Desde já se adianta que a questão não está, a nosso ver, no valor aposto na livrança. Se assim fosse, não teríamos dúvidas de que haveria que considerar, o valor do capital, acrescido dos juros e encargos, havendo apenas redução do negócio, nos termos do disposto no art.º 292.º do Código Civil, como vem sendo orientação dominante da jurisprudência, nos casos em que se verifica o abuso do preenchimento das letras ou livranças em branco, quanto ao montante em dívida, com manifesta violação do acordo ou pacto de preenchimento. Nessa perspectiva, estariam certas as asserções da embargante constantes das 3.ª, 4.ª, 5.ª e 6.ª conclusões, que tira das suas alegações.
A questão essencial em apreciação, assenta antes na data do preenchimento da livrança e da sua apresentação a pagamento. Está em saber, se por força do acordo do preenchimento celebrado entre as partes e contido na referida cláusula a apelante devia ou não ter preenchido a livrança, título que lhe havia sido entregue em branco, com data, até 26 de Agosto de 1997 ou se o podia preenchê-la, quando “o julgasse oportuno e o entendesse por conveniente”, como sustenta nas conclusões (Conclusões n.ºs 9ª e 10ª).
Transcrevemos, para uma melhor apreciação dessa questão, a cláusula 6.ª do contrato subscrito pelos embargantes e embargada que contém o acordo de preenchimento da livrança:
1. Em caso de incumprimento do contrato, a CEMG e a PARTE DEVEDORA acordam expressamente que as obrigações desta última serão substituídas, mediante novação, por uma obrigação cambiária constante de uma livrança em branco a qual neste acto é entregue à CEM, subscrita pela PARTE DEVEDORA e avalizada pessoalmente pelos SEGUNDOS OUTORGANTES.
    2. A livrança será oportunamente preenchida quando a CEMG o entender, com juros e demais encargos, apurados na data do encerramento da conta que coincidirá, em caso de não renovação, com a data do termo do período contratual, acrescido de todos e quaisquer encargos de natureza fiscal.
    3. A livrança é domiciliada em Lisboa e é pagável no trigésimo dia contado da data do encerramento da conta.

Instruções de trabalho: No excerto sobre o preenchimento da livrança, por que motivo se transcreve a cláusula 6.ª do contrato? Responda em uma a três frases.

Algumas linhas:
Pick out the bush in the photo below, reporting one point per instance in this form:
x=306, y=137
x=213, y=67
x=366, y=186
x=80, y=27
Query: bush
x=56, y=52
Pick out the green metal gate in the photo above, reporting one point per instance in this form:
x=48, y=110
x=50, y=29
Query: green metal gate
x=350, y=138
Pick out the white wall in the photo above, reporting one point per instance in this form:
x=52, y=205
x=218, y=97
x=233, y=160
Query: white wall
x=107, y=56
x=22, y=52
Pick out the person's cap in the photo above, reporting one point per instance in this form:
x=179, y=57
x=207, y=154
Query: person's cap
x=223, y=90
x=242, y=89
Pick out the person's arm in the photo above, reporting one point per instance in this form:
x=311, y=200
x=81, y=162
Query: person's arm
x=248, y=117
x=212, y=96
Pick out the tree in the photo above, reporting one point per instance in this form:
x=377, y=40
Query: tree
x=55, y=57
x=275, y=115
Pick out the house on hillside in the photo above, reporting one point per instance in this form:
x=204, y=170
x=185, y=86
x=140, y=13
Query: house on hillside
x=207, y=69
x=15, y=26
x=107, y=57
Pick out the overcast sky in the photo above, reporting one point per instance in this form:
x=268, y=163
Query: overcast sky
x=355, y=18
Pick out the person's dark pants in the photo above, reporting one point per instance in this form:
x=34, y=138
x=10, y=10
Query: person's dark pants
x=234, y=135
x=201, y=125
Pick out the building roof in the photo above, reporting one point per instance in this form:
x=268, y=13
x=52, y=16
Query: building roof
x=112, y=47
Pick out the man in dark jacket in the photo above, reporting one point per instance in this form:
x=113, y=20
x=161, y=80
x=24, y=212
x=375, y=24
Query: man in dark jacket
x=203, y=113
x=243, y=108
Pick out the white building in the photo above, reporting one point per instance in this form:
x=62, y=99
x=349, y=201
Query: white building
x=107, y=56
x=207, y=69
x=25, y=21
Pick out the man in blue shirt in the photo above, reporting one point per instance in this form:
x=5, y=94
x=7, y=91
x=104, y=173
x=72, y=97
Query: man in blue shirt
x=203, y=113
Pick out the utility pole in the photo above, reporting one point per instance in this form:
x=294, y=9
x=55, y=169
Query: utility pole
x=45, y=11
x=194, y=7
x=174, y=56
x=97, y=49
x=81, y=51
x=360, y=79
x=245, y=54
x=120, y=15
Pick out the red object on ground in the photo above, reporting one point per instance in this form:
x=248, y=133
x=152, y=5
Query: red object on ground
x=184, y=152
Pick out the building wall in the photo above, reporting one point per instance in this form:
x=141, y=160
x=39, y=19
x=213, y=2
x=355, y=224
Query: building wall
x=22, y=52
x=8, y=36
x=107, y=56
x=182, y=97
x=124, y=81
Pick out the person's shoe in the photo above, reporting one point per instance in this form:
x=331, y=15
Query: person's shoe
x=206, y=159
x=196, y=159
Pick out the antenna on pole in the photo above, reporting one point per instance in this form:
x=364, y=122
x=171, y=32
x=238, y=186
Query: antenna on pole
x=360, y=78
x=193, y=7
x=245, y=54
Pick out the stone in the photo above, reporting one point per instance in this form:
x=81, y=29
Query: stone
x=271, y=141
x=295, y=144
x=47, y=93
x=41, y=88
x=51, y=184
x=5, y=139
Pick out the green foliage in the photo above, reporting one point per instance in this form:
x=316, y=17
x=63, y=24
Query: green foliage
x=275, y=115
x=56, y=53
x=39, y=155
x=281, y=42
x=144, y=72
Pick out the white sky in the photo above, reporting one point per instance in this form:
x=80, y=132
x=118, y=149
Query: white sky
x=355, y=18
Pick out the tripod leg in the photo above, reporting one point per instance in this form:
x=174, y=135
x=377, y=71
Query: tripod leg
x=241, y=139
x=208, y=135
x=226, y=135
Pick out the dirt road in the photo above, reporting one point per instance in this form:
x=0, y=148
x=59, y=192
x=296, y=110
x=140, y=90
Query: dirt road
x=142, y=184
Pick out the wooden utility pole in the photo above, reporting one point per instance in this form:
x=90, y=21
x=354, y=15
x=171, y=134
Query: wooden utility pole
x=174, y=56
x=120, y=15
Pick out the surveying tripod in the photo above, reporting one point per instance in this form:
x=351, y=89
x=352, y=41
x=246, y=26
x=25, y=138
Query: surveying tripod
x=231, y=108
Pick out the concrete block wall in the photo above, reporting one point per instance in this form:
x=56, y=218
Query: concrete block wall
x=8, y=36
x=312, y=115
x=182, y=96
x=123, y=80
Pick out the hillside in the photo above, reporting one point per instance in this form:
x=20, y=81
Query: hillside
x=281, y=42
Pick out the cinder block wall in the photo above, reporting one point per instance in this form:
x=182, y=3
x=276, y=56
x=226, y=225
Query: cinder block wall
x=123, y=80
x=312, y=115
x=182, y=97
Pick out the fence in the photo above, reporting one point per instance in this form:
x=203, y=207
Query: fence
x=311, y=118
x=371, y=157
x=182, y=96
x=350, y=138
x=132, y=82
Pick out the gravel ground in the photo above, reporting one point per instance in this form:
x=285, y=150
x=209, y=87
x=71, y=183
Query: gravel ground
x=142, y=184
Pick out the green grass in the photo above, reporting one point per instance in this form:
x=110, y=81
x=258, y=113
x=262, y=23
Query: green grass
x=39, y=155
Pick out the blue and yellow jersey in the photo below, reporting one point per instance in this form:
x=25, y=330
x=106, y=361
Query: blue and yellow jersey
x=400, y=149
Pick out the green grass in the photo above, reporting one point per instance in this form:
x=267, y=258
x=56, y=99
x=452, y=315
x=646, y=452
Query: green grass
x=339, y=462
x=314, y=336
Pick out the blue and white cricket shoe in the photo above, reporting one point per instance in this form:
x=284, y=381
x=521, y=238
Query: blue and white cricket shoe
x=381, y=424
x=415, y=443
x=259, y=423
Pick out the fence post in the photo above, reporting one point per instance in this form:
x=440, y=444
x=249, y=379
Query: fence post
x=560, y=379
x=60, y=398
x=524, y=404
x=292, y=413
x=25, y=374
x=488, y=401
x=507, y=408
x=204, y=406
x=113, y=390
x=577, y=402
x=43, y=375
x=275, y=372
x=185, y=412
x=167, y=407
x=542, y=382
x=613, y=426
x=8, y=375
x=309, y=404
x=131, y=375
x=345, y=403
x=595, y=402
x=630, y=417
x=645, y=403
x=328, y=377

Resultado abaixo: A cláusula 6.ª é transcrita para uma melhor apreciação da questão essencial. Essa questão é saber se a apelante devia preencher a livrança até 26 de Agosto de 1997 ou se podia fazê-lo quando o julgasse oportuno. A cláusula, subscrita pelos embargantes e pela embargada, contém o acordo de preenchimento da livrança.